— START SELECTED TEXT —
More than a decade has passed and the triathlete born out of her inspiration has been the conduit to another two generations of the Tasmanian family.
At last count, he has finished in 27 ironmen events, including qualifying for a world championship in Hawaii. “But I have only been a champion of buying two pizzas and eating them all at once,” Peter laughs.
The Hobart man, at 59, is now turning his hand to teaming with his Launceston son Matthew, 38, for the Ultraman Australia triathlon at Noosa next weekend.
They are believed to be only the the second-ever father-son combination in the world to have competed at the three-day ultraman distance.
That distance includes a 10km ocean swim and 140km on the bike for day one, a further 281km ride the next day before ending with an 85km double-marathon run.
He has somehow passed on the bug to eldest grand-daughter Ava, 15, a member of Triathlon Tasmania’s junior squad. “None of us have any real pedigree in any of this racing at all,” Peter says.
— END SELECTED TEXT —
— START RECORD LIST —
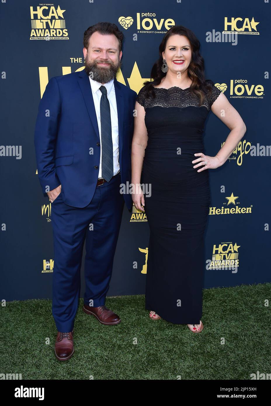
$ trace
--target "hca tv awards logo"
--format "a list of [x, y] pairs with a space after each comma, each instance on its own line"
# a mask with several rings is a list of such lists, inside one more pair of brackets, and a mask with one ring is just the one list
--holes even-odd
[[30, 39], [69, 39], [63, 16], [65, 10], [46, 3], [37, 7], [31, 6], [31, 32]]
[[50, 259], [49, 261], [43, 259], [43, 269], [41, 271], [41, 273], [47, 274], [54, 272], [54, 259]]
[[133, 203], [132, 210], [132, 215], [130, 219], [130, 222], [135, 221], [148, 221], [146, 213], [138, 210]]
[[238, 248], [241, 246], [236, 243], [224, 242], [218, 246], [214, 244], [212, 261], [209, 269], [216, 268], [231, 268], [239, 266]]
[[[221, 208], [217, 208], [216, 207], [210, 207], [209, 209], [209, 214], [210, 215], [215, 214], [250, 214], [252, 212], [253, 205], [251, 205], [249, 207], [241, 207], [238, 205], [240, 204], [240, 202], [236, 202], [235, 201], [238, 199], [239, 196], [234, 196], [233, 193], [230, 196], [225, 197], [227, 201], [223, 203], [223, 206], [222, 206]], [[227, 205], [229, 207], [225, 207]], [[232, 207], [233, 205], [234, 206]]]

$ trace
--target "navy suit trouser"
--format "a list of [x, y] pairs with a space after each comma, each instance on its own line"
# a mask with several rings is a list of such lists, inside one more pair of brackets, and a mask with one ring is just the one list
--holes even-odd
[[105, 304], [124, 205], [120, 175], [96, 186], [90, 203], [69, 206], [61, 192], [51, 203], [54, 260], [52, 312], [58, 331], [71, 331], [78, 305], [86, 241], [84, 303]]

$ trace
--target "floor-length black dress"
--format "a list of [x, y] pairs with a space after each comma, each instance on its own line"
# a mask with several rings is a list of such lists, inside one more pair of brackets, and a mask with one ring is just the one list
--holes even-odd
[[[176, 324], [199, 324], [205, 262], [204, 233], [210, 203], [208, 170], [200, 172], [192, 161], [205, 153], [204, 126], [221, 93], [211, 81], [205, 99], [190, 88], [144, 88], [137, 101], [145, 110], [148, 144], [141, 182], [151, 185], [145, 196], [150, 229], [145, 308]], [[207, 153], [208, 154], [208, 153]]]

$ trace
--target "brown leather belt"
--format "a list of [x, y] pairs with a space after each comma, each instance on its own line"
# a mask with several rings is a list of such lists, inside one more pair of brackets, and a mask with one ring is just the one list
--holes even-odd
[[[113, 177], [116, 177], [116, 176], [117, 176], [118, 175], [120, 175], [120, 172], [119, 172], [118, 173], [117, 173], [117, 174], [116, 175], [114, 175], [114, 176], [112, 176], [112, 177], [111, 178], [111, 179], [113, 179]], [[110, 180], [111, 180], [111, 179], [110, 179]], [[97, 182], [97, 185], [96, 186], [100, 186], [101, 185], [103, 185], [105, 182], [107, 182], [107, 181], [105, 180], [105, 179], [98, 179], [98, 181]]]

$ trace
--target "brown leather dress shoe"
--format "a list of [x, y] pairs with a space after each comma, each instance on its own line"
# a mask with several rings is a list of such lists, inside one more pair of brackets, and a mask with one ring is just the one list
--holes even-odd
[[69, 359], [74, 352], [73, 334], [74, 328], [69, 333], [58, 331], [55, 343], [55, 355], [59, 361]]
[[117, 314], [116, 314], [112, 310], [110, 310], [106, 306], [99, 306], [99, 307], [92, 307], [92, 306], [84, 304], [83, 310], [87, 314], [92, 314], [98, 319], [100, 323], [103, 324], [111, 326], [112, 324], [118, 324], [121, 320]]

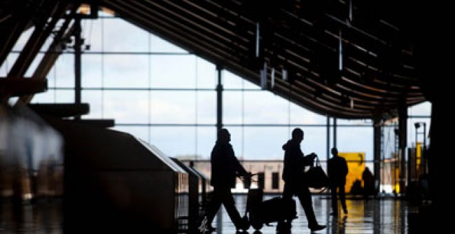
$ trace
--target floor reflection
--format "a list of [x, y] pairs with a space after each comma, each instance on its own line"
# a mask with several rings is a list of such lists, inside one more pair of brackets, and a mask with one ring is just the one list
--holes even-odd
[[[270, 199], [273, 195], [267, 195], [264, 199]], [[235, 196], [236, 205], [241, 215], [245, 212], [246, 196]], [[298, 202], [298, 200], [296, 200]], [[330, 215], [331, 200], [324, 195], [314, 195], [313, 204], [318, 222], [327, 225], [324, 230], [316, 233], [408, 233], [407, 214], [417, 212], [417, 208], [410, 206], [405, 201], [387, 198], [383, 200], [348, 200], [346, 201], [349, 213], [342, 212], [337, 216]], [[339, 211], [341, 209], [339, 209]], [[298, 203], [299, 217], [292, 222], [292, 233], [310, 233], [307, 222], [301, 206]], [[264, 226], [260, 231], [250, 228], [248, 234], [275, 234], [276, 223], [272, 226]], [[217, 234], [236, 233], [235, 227], [229, 219], [224, 208], [220, 209], [214, 226], [219, 227]]]
[[61, 200], [0, 200], [0, 233], [62, 233]]
[[[266, 195], [270, 199], [272, 195]], [[235, 195], [236, 205], [241, 214], [245, 213], [246, 195]], [[405, 201], [387, 198], [383, 200], [348, 200], [349, 213], [341, 212], [330, 215], [331, 200], [325, 195], [314, 195], [313, 204], [318, 222], [327, 225], [317, 233], [405, 233], [409, 234], [408, 215], [417, 212], [417, 207], [408, 206]], [[14, 202], [0, 202], [0, 233], [62, 233], [63, 213], [61, 200], [48, 200], [14, 205]], [[341, 209], [339, 209], [340, 211]], [[297, 205], [299, 217], [292, 222], [292, 233], [310, 233], [301, 206]], [[235, 227], [224, 207], [220, 209], [213, 226], [214, 233], [234, 234]], [[264, 226], [260, 231], [250, 228], [247, 234], [275, 234], [276, 223]]]

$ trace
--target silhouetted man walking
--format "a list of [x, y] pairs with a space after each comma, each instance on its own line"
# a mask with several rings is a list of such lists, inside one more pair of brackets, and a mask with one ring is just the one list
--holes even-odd
[[312, 153], [304, 156], [300, 148], [302, 140], [303, 140], [303, 131], [300, 128], [295, 128], [292, 131], [292, 138], [283, 146], [283, 149], [285, 151], [283, 169], [285, 186], [283, 197], [285, 199], [292, 199], [293, 195], [297, 195], [307, 216], [308, 228], [312, 231], [315, 231], [325, 228], [325, 226], [319, 225], [316, 220], [311, 193], [308, 189], [303, 169], [305, 166], [313, 163], [316, 156]]
[[212, 221], [221, 204], [224, 204], [237, 230], [246, 229], [250, 226], [247, 220], [242, 220], [235, 207], [231, 188], [235, 187], [237, 176], [250, 177], [251, 174], [245, 170], [235, 157], [232, 146], [229, 143], [230, 140], [231, 135], [227, 129], [219, 130], [218, 140], [212, 150], [210, 185], [213, 187], [212, 198], [208, 205], [206, 220], [203, 221], [206, 222], [208, 231], [214, 230], [211, 226]]
[[327, 162], [327, 174], [329, 176], [329, 185], [332, 193], [332, 214], [338, 215], [338, 200], [336, 197], [336, 189], [340, 195], [341, 206], [345, 214], [347, 213], [346, 209], [346, 196], [345, 195], [345, 184], [346, 184], [346, 176], [347, 175], [347, 163], [344, 158], [338, 155], [338, 149], [332, 148], [332, 158]]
— END RECORD LIST —
TO-DO LIST:
**a.** Reproduce the triathlon article word for word from "They are believed" to "85km double-marathon run.".
**b.** In the triathlon article, how long is the ocean swim on day one of the ultraman distance?
**c.** Pick up the triathlon article after its final sentence and keep writing it.

RESPONSES PER TASK:
**a.**
They are believed to be only the the second-ever father-son combination in the world to have competed at the three-day ultraman distance.
That distance includes a 10km ocean swim and 140km on the bike for day one, a further 281km ride the next day before ending with an 85km double-marathon run.

**b.** 10km.

**c.**
The son also went from sitting on the couch to his first ultraman triathlon within six months.
But arguably taking on the most gruelling of sports was not about clocking a strong time and bettering it.
“The thing that appeals to most people is the focus on family because an athlete cannot get through this event without a support crew and the crews are often family,” Matthew says.
The Noosa event has 45 athletes and more than 100 crew members for the 12-hour days.
And knowing that support is close by is enough for the Wheatleys to keep going.